# Task instructions
Display every line of the material below that contains the word "concrete", treating uppercase and lowercase letters as distinct.
++++++++
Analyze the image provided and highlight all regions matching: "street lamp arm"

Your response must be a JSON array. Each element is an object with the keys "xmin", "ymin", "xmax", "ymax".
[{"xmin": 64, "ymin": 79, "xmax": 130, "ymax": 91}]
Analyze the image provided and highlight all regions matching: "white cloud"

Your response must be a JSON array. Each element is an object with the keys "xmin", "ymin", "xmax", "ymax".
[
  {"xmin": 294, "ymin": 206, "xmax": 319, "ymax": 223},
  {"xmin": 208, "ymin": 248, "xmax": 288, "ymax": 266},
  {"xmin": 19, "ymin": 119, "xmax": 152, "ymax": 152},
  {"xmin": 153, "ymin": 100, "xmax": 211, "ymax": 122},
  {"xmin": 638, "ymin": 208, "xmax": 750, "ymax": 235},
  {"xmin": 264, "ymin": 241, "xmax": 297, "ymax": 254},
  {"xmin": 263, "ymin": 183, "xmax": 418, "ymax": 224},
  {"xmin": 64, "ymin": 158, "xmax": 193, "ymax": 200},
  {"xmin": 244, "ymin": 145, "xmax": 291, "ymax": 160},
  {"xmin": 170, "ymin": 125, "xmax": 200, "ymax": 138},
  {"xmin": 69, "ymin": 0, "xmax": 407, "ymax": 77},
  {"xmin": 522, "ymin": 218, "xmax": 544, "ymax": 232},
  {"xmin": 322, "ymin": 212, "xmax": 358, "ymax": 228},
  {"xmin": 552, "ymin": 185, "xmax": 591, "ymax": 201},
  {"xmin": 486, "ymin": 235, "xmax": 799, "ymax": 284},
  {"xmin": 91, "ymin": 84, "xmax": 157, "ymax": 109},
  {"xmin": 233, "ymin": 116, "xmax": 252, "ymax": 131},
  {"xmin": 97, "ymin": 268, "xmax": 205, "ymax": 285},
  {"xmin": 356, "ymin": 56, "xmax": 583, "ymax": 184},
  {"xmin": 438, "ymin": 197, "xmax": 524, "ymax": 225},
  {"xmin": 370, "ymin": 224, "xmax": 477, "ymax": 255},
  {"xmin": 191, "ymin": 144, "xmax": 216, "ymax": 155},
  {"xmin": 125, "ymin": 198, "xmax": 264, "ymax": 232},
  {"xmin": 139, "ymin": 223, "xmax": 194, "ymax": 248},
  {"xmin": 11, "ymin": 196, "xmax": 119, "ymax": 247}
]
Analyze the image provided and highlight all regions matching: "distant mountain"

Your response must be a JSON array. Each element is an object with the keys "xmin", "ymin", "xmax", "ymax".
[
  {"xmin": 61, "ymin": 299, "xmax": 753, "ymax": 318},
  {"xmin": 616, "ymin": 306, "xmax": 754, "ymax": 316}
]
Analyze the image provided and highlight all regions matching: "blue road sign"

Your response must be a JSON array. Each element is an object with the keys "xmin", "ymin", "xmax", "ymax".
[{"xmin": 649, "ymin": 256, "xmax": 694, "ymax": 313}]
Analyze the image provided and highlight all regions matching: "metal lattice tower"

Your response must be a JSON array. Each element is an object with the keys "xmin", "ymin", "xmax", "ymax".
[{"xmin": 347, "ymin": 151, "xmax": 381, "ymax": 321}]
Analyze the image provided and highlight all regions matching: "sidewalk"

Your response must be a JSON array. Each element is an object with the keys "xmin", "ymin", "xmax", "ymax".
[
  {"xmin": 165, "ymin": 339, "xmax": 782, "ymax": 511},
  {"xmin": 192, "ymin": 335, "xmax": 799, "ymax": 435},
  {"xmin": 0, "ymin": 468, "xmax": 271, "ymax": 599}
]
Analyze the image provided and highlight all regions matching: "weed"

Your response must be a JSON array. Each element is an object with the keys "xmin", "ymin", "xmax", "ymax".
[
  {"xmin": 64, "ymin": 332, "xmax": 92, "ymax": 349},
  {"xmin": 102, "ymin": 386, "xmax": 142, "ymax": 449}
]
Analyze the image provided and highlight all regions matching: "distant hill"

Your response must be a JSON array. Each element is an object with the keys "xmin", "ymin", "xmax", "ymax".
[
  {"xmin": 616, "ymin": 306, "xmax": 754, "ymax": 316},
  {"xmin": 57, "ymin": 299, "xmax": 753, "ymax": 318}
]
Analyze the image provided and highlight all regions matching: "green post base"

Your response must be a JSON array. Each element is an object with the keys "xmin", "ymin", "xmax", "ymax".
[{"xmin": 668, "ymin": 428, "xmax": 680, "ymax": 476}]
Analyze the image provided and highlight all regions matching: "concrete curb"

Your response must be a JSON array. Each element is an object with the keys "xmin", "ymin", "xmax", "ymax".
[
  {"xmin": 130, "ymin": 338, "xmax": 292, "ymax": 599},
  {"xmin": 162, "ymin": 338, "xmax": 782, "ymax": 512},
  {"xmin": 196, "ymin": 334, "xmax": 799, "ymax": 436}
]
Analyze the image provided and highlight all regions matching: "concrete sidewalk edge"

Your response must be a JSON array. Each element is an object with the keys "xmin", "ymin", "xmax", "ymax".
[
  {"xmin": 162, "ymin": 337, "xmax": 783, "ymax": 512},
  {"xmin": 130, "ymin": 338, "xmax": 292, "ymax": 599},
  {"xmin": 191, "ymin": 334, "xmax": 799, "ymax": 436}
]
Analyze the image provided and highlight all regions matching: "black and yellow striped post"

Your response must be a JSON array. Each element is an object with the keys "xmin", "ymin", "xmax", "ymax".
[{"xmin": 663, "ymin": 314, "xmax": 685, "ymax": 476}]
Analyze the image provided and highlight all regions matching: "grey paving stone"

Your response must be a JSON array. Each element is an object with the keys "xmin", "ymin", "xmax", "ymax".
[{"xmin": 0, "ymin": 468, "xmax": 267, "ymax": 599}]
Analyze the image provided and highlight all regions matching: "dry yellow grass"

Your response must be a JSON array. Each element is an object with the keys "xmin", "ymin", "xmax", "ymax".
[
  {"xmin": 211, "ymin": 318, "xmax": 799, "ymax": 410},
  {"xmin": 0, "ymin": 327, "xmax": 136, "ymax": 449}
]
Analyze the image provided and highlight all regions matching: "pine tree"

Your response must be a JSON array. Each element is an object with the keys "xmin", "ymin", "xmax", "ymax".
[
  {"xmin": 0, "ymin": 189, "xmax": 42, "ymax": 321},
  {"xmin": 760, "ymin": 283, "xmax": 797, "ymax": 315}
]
++++++++
# Task answer
Analyze the image provided and highlight all regions matching: "concrete curb"
Analyze the image provided and highlight all regions matching: "concrete sidewalk edge"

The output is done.